• **Rows from a box labeling dataset**
..............................
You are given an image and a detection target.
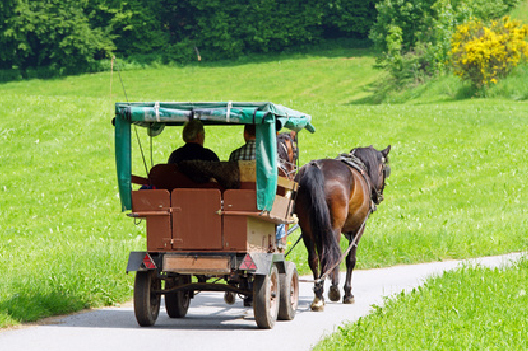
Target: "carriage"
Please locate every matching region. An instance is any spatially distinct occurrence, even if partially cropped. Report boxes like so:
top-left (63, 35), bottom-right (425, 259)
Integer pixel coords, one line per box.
top-left (113, 102), bottom-right (315, 328)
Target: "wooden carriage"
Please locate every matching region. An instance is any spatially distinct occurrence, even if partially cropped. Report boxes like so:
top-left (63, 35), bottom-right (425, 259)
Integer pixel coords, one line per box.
top-left (114, 103), bottom-right (314, 328)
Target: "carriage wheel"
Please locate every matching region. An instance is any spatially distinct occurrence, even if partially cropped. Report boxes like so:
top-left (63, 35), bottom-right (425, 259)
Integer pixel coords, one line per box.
top-left (134, 271), bottom-right (161, 327)
top-left (165, 276), bottom-right (191, 318)
top-left (253, 266), bottom-right (280, 329)
top-left (278, 262), bottom-right (299, 321)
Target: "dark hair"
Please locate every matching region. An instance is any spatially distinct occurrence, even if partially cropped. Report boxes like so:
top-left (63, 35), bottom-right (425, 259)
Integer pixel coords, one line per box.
top-left (244, 124), bottom-right (257, 136)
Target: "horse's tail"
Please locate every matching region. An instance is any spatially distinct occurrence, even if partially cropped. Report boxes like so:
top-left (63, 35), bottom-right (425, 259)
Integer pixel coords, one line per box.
top-left (299, 163), bottom-right (341, 275)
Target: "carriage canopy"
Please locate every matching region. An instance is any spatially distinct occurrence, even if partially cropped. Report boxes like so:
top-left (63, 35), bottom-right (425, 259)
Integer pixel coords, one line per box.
top-left (114, 102), bottom-right (315, 211)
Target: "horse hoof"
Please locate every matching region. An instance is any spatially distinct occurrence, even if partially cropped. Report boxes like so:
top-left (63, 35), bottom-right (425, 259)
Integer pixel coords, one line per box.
top-left (343, 296), bottom-right (356, 305)
top-left (328, 286), bottom-right (341, 301)
top-left (224, 291), bottom-right (235, 305)
top-left (310, 300), bottom-right (324, 312)
top-left (310, 304), bottom-right (324, 312)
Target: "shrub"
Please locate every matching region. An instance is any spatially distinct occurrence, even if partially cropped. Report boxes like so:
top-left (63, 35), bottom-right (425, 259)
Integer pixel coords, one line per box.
top-left (450, 16), bottom-right (528, 88)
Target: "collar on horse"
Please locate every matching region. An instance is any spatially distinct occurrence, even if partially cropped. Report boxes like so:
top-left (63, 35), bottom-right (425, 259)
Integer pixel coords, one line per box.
top-left (336, 151), bottom-right (381, 212)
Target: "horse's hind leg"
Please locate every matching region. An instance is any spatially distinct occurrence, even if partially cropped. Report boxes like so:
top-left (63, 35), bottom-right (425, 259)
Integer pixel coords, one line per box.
top-left (302, 233), bottom-right (324, 312)
top-left (343, 245), bottom-right (356, 304)
top-left (328, 232), bottom-right (341, 301)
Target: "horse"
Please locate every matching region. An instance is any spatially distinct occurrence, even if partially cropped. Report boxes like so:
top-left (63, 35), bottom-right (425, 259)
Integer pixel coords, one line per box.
top-left (277, 131), bottom-right (299, 180)
top-left (294, 145), bottom-right (391, 311)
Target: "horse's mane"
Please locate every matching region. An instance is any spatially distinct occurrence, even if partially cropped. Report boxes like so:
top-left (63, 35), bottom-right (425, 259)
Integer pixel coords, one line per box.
top-left (350, 145), bottom-right (383, 189)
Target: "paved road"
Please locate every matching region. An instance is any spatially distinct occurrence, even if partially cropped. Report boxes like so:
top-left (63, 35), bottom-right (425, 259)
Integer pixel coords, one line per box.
top-left (0, 254), bottom-right (521, 351)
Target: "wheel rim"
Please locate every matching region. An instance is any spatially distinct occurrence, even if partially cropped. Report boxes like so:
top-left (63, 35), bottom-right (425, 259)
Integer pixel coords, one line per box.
top-left (270, 270), bottom-right (279, 316)
top-left (290, 272), bottom-right (299, 310)
top-left (149, 274), bottom-right (161, 315)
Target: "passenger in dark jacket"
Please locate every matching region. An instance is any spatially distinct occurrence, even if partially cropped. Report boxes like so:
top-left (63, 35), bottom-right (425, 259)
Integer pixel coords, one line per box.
top-left (169, 119), bottom-right (220, 164)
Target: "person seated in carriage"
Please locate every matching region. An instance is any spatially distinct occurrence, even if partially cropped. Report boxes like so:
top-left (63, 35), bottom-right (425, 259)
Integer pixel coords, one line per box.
top-left (229, 124), bottom-right (257, 162)
top-left (168, 119), bottom-right (220, 164)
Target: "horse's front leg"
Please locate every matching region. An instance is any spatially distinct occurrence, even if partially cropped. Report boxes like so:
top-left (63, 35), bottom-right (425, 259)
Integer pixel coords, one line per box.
top-left (303, 234), bottom-right (324, 312)
top-left (343, 243), bottom-right (356, 304)
top-left (328, 232), bottom-right (341, 301)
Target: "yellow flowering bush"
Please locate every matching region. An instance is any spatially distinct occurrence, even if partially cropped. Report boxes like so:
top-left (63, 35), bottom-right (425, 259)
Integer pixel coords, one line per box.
top-left (449, 16), bottom-right (528, 87)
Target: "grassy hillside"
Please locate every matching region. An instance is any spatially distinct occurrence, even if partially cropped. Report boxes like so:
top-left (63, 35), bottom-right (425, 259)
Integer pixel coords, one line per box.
top-left (0, 45), bottom-right (528, 326)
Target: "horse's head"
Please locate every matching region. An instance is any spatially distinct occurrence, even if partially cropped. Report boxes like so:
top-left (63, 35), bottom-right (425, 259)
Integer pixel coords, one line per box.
top-left (277, 131), bottom-right (299, 179)
top-left (350, 145), bottom-right (391, 204)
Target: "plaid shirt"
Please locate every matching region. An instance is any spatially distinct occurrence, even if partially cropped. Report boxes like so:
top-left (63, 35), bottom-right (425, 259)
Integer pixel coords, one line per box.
top-left (229, 140), bottom-right (257, 161)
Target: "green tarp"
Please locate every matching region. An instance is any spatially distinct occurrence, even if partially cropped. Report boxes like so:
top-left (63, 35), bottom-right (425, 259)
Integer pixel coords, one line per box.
top-left (114, 102), bottom-right (315, 211)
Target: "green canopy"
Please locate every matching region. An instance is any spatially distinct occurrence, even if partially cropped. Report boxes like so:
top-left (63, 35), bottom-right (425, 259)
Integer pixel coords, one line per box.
top-left (114, 102), bottom-right (315, 211)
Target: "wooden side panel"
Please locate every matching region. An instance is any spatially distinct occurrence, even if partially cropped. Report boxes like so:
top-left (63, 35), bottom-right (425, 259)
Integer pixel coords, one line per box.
top-left (132, 189), bottom-right (172, 251)
top-left (224, 189), bottom-right (275, 252)
top-left (247, 217), bottom-right (275, 252)
top-left (163, 255), bottom-right (231, 273)
top-left (171, 189), bottom-right (223, 250)
top-left (223, 189), bottom-right (257, 251)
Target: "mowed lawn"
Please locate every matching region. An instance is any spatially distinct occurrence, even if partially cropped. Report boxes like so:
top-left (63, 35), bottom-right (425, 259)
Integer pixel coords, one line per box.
top-left (0, 49), bottom-right (528, 327)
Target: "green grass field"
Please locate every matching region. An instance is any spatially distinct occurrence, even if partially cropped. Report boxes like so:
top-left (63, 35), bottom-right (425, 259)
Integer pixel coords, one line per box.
top-left (0, 40), bottom-right (528, 338)
top-left (314, 260), bottom-right (528, 351)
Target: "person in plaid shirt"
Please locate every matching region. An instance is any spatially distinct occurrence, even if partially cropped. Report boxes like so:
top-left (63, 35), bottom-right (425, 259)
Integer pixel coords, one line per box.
top-left (229, 124), bottom-right (257, 161)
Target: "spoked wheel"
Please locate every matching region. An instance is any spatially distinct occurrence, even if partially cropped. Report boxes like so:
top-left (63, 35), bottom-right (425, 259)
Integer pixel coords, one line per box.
top-left (278, 262), bottom-right (299, 320)
top-left (253, 266), bottom-right (280, 329)
top-left (165, 276), bottom-right (191, 318)
top-left (134, 271), bottom-right (161, 327)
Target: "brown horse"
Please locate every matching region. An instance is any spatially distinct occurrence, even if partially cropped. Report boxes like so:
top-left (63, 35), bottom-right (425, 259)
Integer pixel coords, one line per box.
top-left (295, 145), bottom-right (391, 311)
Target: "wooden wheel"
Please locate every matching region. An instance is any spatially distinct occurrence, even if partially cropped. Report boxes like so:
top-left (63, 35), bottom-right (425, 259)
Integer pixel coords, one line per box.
top-left (165, 276), bottom-right (191, 318)
top-left (134, 271), bottom-right (161, 327)
top-left (278, 262), bottom-right (299, 320)
top-left (253, 266), bottom-right (280, 329)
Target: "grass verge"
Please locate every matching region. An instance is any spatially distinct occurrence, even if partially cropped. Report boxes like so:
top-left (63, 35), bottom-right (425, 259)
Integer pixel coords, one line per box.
top-left (314, 259), bottom-right (528, 351)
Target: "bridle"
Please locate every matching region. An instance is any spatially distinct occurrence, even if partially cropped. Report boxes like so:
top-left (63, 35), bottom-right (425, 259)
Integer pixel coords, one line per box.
top-left (277, 137), bottom-right (297, 179)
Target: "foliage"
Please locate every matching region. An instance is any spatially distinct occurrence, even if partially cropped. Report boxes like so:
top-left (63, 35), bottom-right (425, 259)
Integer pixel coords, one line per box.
top-left (0, 0), bottom-right (376, 73)
top-left (370, 0), bottom-right (518, 81)
top-left (322, 0), bottom-right (378, 38)
top-left (451, 16), bottom-right (528, 87)
top-left (2, 0), bottom-right (114, 72)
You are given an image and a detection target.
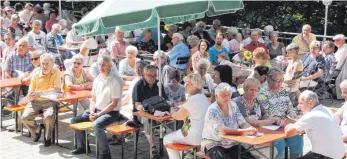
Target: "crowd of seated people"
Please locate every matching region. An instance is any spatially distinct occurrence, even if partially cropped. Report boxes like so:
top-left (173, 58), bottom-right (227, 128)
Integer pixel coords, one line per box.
top-left (0, 4), bottom-right (347, 159)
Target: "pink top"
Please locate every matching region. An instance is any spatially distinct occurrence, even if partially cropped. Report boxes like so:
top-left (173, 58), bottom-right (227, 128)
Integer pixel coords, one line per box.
top-left (111, 39), bottom-right (129, 59)
top-left (45, 20), bottom-right (58, 33)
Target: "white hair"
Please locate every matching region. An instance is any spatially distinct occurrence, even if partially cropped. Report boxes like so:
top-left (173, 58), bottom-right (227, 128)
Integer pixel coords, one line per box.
top-left (172, 33), bottom-right (184, 41)
top-left (40, 53), bottom-right (54, 63)
top-left (33, 19), bottom-right (42, 26)
top-left (340, 79), bottom-right (347, 89)
top-left (43, 3), bottom-right (51, 8)
top-left (125, 45), bottom-right (139, 56)
top-left (310, 41), bottom-right (320, 48)
top-left (52, 23), bottom-right (60, 31)
top-left (153, 50), bottom-right (166, 59)
top-left (198, 58), bottom-right (210, 70)
top-left (58, 19), bottom-right (67, 27)
top-left (71, 54), bottom-right (84, 64)
top-left (214, 82), bottom-right (233, 96)
top-left (299, 90), bottom-right (319, 105)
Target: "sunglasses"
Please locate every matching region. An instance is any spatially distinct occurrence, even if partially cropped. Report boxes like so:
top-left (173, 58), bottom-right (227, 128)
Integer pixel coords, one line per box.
top-left (30, 57), bottom-right (40, 61)
top-left (73, 62), bottom-right (82, 65)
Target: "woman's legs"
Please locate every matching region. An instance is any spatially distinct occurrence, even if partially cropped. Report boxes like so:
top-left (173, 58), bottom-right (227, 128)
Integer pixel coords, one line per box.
top-left (285, 135), bottom-right (304, 158)
top-left (163, 129), bottom-right (189, 159)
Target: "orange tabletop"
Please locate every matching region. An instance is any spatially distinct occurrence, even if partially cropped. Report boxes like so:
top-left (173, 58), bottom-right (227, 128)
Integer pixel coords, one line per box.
top-left (133, 111), bottom-right (173, 121)
top-left (0, 78), bottom-right (22, 88)
top-left (222, 127), bottom-right (287, 146)
top-left (58, 90), bottom-right (92, 102)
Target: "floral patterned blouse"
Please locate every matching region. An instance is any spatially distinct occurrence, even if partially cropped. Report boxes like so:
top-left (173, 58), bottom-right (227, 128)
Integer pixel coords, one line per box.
top-left (137, 39), bottom-right (157, 54)
top-left (201, 101), bottom-right (246, 151)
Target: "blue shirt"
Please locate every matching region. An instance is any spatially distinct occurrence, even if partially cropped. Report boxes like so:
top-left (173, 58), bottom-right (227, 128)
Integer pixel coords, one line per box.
top-left (208, 46), bottom-right (228, 66)
top-left (137, 28), bottom-right (163, 45)
top-left (168, 41), bottom-right (190, 70)
top-left (6, 52), bottom-right (34, 78)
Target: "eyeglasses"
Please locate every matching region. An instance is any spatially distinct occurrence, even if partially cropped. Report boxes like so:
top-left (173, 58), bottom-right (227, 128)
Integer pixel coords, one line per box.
top-left (30, 57), bottom-right (40, 61)
top-left (73, 62), bottom-right (82, 65)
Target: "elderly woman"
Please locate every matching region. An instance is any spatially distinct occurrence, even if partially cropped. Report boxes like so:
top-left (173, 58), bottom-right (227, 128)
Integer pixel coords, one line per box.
top-left (161, 25), bottom-right (178, 51)
top-left (285, 90), bottom-right (345, 159)
top-left (164, 74), bottom-right (208, 159)
top-left (8, 14), bottom-right (26, 40)
top-left (300, 41), bottom-right (326, 88)
top-left (22, 53), bottom-right (61, 147)
top-left (335, 79), bottom-right (347, 152)
top-left (193, 21), bottom-right (214, 45)
top-left (64, 54), bottom-right (94, 110)
top-left (58, 19), bottom-right (69, 35)
top-left (195, 59), bottom-right (214, 97)
top-left (120, 61), bottom-right (148, 119)
top-left (257, 68), bottom-right (303, 158)
top-left (137, 29), bottom-right (157, 54)
top-left (119, 45), bottom-right (140, 80)
top-left (192, 39), bottom-right (210, 72)
top-left (233, 78), bottom-right (279, 158)
top-left (201, 83), bottom-right (257, 159)
top-left (46, 24), bottom-right (64, 48)
top-left (321, 40), bottom-right (337, 81)
top-left (186, 35), bottom-right (200, 75)
top-left (266, 31), bottom-right (286, 60)
top-left (253, 47), bottom-right (272, 70)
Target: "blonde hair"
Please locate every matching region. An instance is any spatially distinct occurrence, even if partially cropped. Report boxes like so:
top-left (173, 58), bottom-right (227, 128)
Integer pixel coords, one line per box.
top-left (253, 47), bottom-right (267, 60)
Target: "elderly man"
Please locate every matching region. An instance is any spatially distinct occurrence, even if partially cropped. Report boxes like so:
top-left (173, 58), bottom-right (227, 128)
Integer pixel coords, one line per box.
top-left (292, 24), bottom-right (316, 56)
top-left (207, 19), bottom-right (222, 39)
top-left (71, 56), bottom-right (123, 159)
top-left (201, 83), bottom-right (258, 159)
top-left (245, 31), bottom-right (269, 55)
top-left (111, 27), bottom-right (129, 63)
top-left (28, 20), bottom-right (46, 51)
top-left (300, 41), bottom-right (325, 88)
top-left (335, 79), bottom-right (347, 151)
top-left (233, 78), bottom-right (280, 158)
top-left (285, 90), bottom-right (345, 159)
top-left (257, 68), bottom-right (304, 158)
top-left (208, 33), bottom-right (229, 66)
top-left (132, 65), bottom-right (167, 158)
top-left (4, 38), bottom-right (34, 105)
top-left (333, 34), bottom-right (347, 75)
top-left (163, 33), bottom-right (190, 85)
top-left (22, 53), bottom-right (61, 147)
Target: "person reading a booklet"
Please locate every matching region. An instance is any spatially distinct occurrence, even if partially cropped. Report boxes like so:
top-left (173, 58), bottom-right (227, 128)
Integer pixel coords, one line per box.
top-left (22, 53), bottom-right (61, 147)
top-left (257, 68), bottom-right (304, 158)
top-left (4, 38), bottom-right (34, 105)
top-left (232, 77), bottom-right (280, 158)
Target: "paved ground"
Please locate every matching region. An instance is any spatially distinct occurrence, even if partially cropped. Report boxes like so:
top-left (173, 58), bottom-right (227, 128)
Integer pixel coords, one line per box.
top-left (0, 100), bottom-right (343, 159)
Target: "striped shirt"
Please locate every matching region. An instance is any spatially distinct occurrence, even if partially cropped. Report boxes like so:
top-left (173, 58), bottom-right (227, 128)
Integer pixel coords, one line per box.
top-left (5, 52), bottom-right (34, 77)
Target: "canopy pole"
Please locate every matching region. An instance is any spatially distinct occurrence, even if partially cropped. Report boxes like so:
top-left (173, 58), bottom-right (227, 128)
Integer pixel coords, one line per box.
top-left (157, 12), bottom-right (163, 96)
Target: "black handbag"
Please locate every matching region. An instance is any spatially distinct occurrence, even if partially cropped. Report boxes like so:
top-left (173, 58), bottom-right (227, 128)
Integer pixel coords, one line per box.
top-left (142, 96), bottom-right (171, 114)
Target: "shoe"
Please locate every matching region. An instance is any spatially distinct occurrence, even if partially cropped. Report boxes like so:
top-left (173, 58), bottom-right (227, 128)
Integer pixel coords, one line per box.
top-left (44, 139), bottom-right (52, 147)
top-left (99, 153), bottom-right (111, 159)
top-left (33, 124), bottom-right (45, 142)
top-left (71, 148), bottom-right (86, 155)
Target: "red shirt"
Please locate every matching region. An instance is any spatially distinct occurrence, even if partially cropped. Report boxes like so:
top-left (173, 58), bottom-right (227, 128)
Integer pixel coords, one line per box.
top-left (246, 41), bottom-right (269, 55)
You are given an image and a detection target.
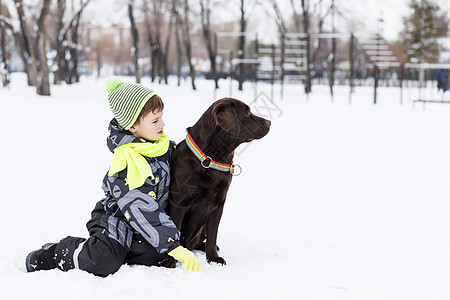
..............................
Gather every line of the records that contains the word "wooden" and copy each one out.

• **Written response**
Target: "wooden carriage"
Target: "wooden side panel"
Target: "wooden wheel"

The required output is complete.